WHAT YOU WILL DO:
Reproduce the following lines exactly, keeping every character and line break unchanged.

AVAILABLE RECORDS:
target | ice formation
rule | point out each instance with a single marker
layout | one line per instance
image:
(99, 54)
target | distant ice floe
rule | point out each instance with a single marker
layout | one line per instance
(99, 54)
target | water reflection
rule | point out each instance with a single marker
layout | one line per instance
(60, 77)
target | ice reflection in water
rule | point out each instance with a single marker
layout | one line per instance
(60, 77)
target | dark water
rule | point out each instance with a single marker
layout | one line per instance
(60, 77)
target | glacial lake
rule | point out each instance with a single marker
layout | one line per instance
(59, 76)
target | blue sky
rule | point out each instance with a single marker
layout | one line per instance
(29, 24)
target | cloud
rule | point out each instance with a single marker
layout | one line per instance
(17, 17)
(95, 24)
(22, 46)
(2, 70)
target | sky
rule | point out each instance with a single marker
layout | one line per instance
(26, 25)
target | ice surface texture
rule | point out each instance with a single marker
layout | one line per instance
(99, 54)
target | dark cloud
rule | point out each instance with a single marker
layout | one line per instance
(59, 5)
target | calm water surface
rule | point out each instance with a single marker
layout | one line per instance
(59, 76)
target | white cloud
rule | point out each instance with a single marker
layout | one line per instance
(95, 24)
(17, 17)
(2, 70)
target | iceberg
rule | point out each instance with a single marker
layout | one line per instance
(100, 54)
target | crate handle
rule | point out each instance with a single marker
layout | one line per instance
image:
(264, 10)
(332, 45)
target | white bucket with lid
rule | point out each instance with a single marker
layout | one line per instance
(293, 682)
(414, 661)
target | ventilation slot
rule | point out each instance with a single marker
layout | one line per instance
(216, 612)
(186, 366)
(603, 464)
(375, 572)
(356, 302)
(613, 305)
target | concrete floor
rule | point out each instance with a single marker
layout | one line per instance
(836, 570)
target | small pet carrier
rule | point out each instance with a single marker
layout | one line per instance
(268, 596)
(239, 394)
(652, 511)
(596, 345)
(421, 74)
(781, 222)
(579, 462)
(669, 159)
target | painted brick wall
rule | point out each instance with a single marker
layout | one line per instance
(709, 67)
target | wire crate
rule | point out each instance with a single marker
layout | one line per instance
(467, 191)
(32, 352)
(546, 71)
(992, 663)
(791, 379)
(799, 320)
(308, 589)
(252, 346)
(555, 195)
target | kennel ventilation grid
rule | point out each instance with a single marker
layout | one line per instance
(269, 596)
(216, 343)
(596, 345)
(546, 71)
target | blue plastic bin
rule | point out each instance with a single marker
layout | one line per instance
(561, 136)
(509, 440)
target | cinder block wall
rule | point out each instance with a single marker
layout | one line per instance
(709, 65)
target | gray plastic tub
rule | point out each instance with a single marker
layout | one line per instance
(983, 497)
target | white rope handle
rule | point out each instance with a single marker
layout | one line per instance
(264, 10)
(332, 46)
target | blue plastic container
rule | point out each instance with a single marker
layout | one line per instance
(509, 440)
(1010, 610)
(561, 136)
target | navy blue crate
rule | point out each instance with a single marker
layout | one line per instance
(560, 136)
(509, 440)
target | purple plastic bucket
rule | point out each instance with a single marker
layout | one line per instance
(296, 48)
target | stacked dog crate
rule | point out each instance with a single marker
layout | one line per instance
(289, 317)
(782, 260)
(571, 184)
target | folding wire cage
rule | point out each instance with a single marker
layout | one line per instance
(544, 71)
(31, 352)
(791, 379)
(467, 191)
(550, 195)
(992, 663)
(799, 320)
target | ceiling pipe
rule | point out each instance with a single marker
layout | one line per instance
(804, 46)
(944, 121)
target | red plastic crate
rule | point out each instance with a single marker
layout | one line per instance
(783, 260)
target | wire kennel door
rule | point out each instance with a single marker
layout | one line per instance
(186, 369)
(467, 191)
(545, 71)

TASK SOLUTION:
target | ice formation
rule | point out each instance with a single marker
layout | one line per instance
image:
(99, 54)
target | distant ice floe
rule | point out each instance with a single marker
layout | one line per instance
(99, 54)
target | water reflection
rule | point out each instance with a single marker
layout | one line per instance
(60, 77)
target | ice reflection in water
rule | point out each instance with a single marker
layout | one line per instance
(60, 77)
target | dark water
rule | point out each instance with a single marker
layout | one line per instance
(60, 77)
target | glacial lake
rule | point out each instance with a single marker
layout | one line per instance
(59, 76)
target | blue sky
rule | point out each instance with a single marker
layout | one line per instance
(29, 24)
target | cloud
rule | point out each instance with a single marker
layout | one line per instance
(17, 17)
(95, 24)
(22, 46)
(2, 70)
target | sky
rule | point out each instance with a single marker
layout | one line per instance
(26, 25)
target | ice surface texture
rule | point out each instance with a single marker
layout | one line per instance
(99, 54)
target | dark cloud
rule | point out each instance with a single marker
layout | one line per instance
(59, 5)
target | calm water surface
rule | point out each instance with a single marker
layout | one line per instance
(59, 76)
target | white cloud
rule | point out each instance with a single marker
layout | one line per instance
(95, 24)
(17, 17)
(2, 70)
target | iceberg
rule | point out each instance with a single marker
layout | one line per instance
(100, 54)
target | crate handle
rule | point out each instance with a single marker
layout | one line per instance
image:
(264, 10)
(332, 45)
target | white bucket with lid
rule | point out each instance with a single marker
layout | one line per instance
(293, 682)
(414, 661)
target | ventilation slot
rule | point out each instance with a single marker
layout | one line per instance
(216, 612)
(186, 366)
(603, 464)
(375, 572)
(356, 302)
(613, 305)
target | concrete floor
rule | point out each instance with a single marker
layout | one line per instance
(836, 570)
target | small pet carrier
rule | point out each instance with a single marker
layout | one line per instance
(268, 596)
(239, 394)
(652, 511)
(596, 345)
(421, 74)
(781, 222)
(579, 462)
(669, 159)
target | painted brick wall
rule | point out each instance with a single marker
layout | one line per instance
(709, 67)
target | wire crate
rule | point out each instance with a single marker
layout | one line per instance
(467, 191)
(32, 352)
(546, 71)
(992, 663)
(791, 379)
(799, 320)
(308, 589)
(252, 346)
(555, 195)
target | kennel ventilation grid
rule | point out each instance with a single marker
layout | one line per instance
(269, 596)
(216, 343)
(596, 345)
(546, 71)
target | blue plastic bin
rule | point out each instance with a single marker
layout | one line per instance
(561, 136)
(509, 440)
target | cinder block wall
rule | point out each instance with a single marker
layout | one line per instance
(709, 65)
target | gray plastic tub
rule | point out each instance with a single marker
layout | one line per instance
(983, 497)
target | white rope handle
rule | point out each instance with a single marker
layout | one line per instance
(264, 10)
(332, 46)
target | blue plastic container
rule | point out each instance with a single marker
layout | one line per instance
(509, 440)
(1010, 610)
(561, 136)
target | navy blue crate
rule | point out each instance with a single marker
layout | one line per instance
(560, 136)
(509, 440)
target | purple plastic bucket
rule | point out each instance with a single marker
layout | one line per instance
(296, 48)
target | stacked dog crate
rule | point out each instance with a single marker
layout | one line per instance
(289, 317)
(782, 260)
(571, 184)
target | folding wire cage
rule | point out each instance with a single marker
layout | one line per instance
(544, 71)
(31, 352)
(791, 379)
(467, 191)
(550, 195)
(992, 663)
(799, 320)
target | ceiling pipe
rule | point out each instance with a single marker
layout | one line per instance
(804, 46)
(944, 121)
target | red plastic crate
rule | point out each instance with a single marker
layout | one line per instance
(783, 260)
target | wire kennel door
rule | point out each instance with a single marker
layout | one line per instance
(186, 369)
(467, 191)
(545, 71)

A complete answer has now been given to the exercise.